## Items from a dataset
++++++++
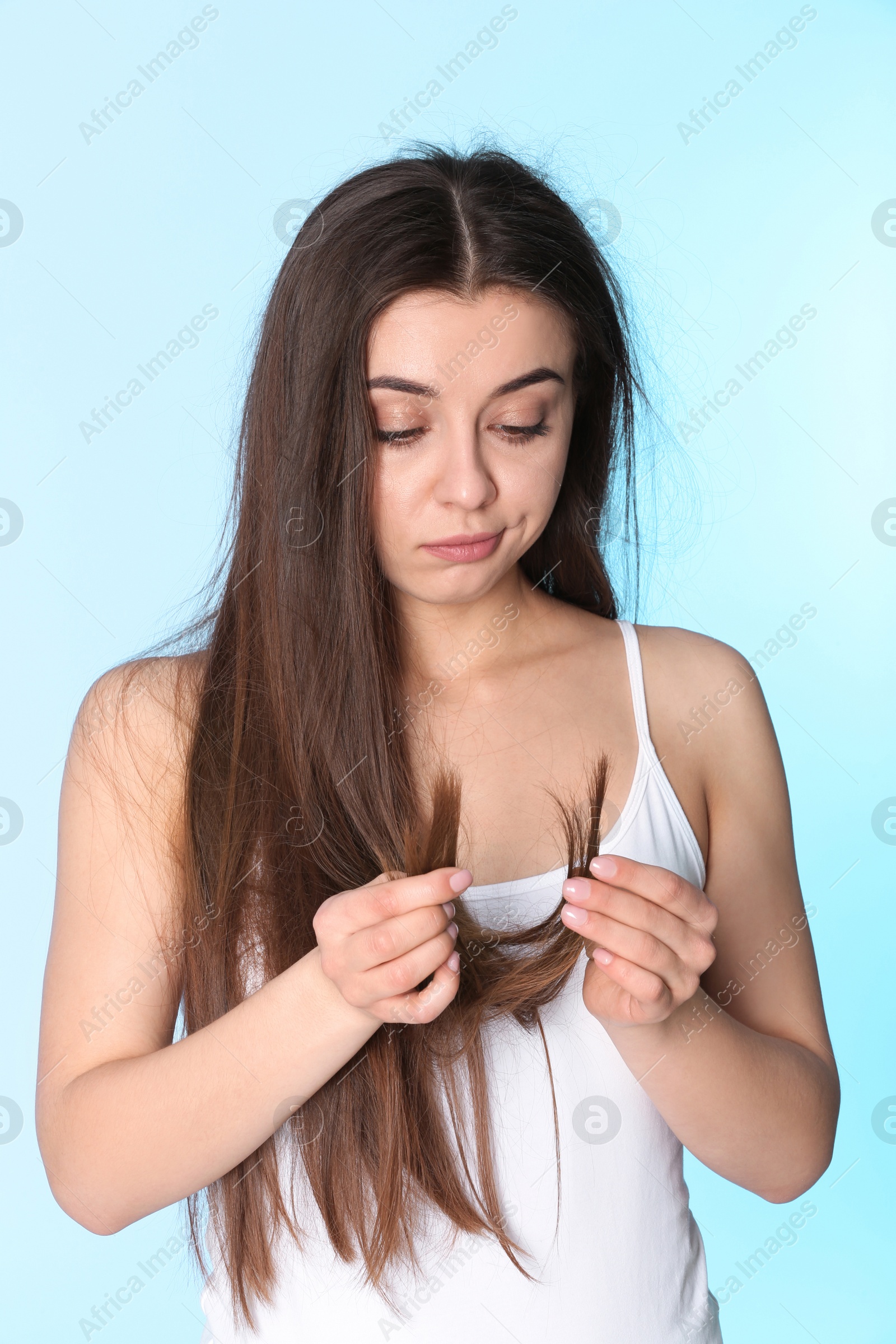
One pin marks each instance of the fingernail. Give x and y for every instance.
(604, 867)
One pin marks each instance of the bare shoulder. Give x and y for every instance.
(133, 729)
(708, 721)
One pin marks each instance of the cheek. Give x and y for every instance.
(399, 489)
(531, 478)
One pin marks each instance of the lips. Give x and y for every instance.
(474, 546)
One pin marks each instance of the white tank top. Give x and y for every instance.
(628, 1264)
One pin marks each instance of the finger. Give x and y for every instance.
(393, 939)
(634, 945)
(352, 911)
(651, 992)
(405, 973)
(688, 941)
(662, 888)
(425, 1005)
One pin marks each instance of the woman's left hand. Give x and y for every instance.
(649, 939)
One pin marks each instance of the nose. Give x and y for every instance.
(464, 476)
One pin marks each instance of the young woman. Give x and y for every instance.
(402, 1123)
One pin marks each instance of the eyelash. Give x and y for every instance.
(514, 433)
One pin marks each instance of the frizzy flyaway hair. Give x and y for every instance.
(298, 780)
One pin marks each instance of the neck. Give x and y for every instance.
(460, 643)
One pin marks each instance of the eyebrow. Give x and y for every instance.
(405, 385)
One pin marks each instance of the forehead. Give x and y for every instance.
(422, 330)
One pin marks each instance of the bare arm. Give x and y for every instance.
(715, 1003)
(129, 1121)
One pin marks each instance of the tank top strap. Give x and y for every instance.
(636, 682)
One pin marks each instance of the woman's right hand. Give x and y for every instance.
(381, 941)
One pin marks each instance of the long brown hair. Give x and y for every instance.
(298, 780)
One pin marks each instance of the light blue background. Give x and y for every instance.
(125, 239)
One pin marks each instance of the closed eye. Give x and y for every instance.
(521, 433)
(399, 436)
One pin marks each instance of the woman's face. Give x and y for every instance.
++++++++
## YOUR OBJECTIVE
Pictures are to be left out; all else in the entries above is to be quoted exactly.

## ANSWER
One pin marks each instance of the fingernail. Give x and y for every instance.
(604, 867)
One pin marks each instance of the bare shoulder. Give x and y for every instance.
(133, 729)
(708, 721)
One pin marks each instance of the cheek. Give x and y for every instance.
(399, 489)
(531, 478)
One pin marks each instance of the lips. Give x and y for every instance.
(474, 546)
One pin marks each instance of the white tank top. Give x and y for every instance.
(628, 1264)
One pin marks each instance of the finger. Give x and y for every instance.
(393, 939)
(634, 945)
(352, 911)
(651, 992)
(405, 973)
(688, 941)
(662, 888)
(425, 1005)
One pin marks each instance of the woman's left hand. Give x and y for every instance.
(649, 939)
One pin marks each instance of the nose. Give x and y for every instance.
(464, 476)
One pin marks each instance of the young woman. Give x and y for every instance.
(402, 1123)
One pin marks each instance of the eyelash. Give x and y for every instance.
(514, 433)
One pin marks each instance of the frizzy flyaway hair. Give x and y for every instance.
(298, 780)
One pin marks each instance of the neck. Give x and y for every instance.
(460, 643)
One pin marks each instance of the eyebrow. Give x and y for every instance.
(405, 385)
One pin marks each instance of the forehead. Give x and y for every instance.
(422, 330)
One pin marks each instance of the bare arm. Give x and y for every instance.
(715, 1003)
(129, 1121)
One pin marks each instance of the tank top strap. Give x and y for every instance.
(636, 682)
One pin marks each instance of the woman's right hand. Give x and y for every instance.
(381, 941)
One pin marks each instance of the long brown hair. Give x and y for every instance.
(298, 780)
One pin marks each instance of the light blue background. Give x and y for every instance.
(125, 239)
One pin marks each instance of the closed eye. Give x and y for every instance.
(521, 433)
(399, 436)
One pin marks each instance of the woman's face. Give x and y for every instance.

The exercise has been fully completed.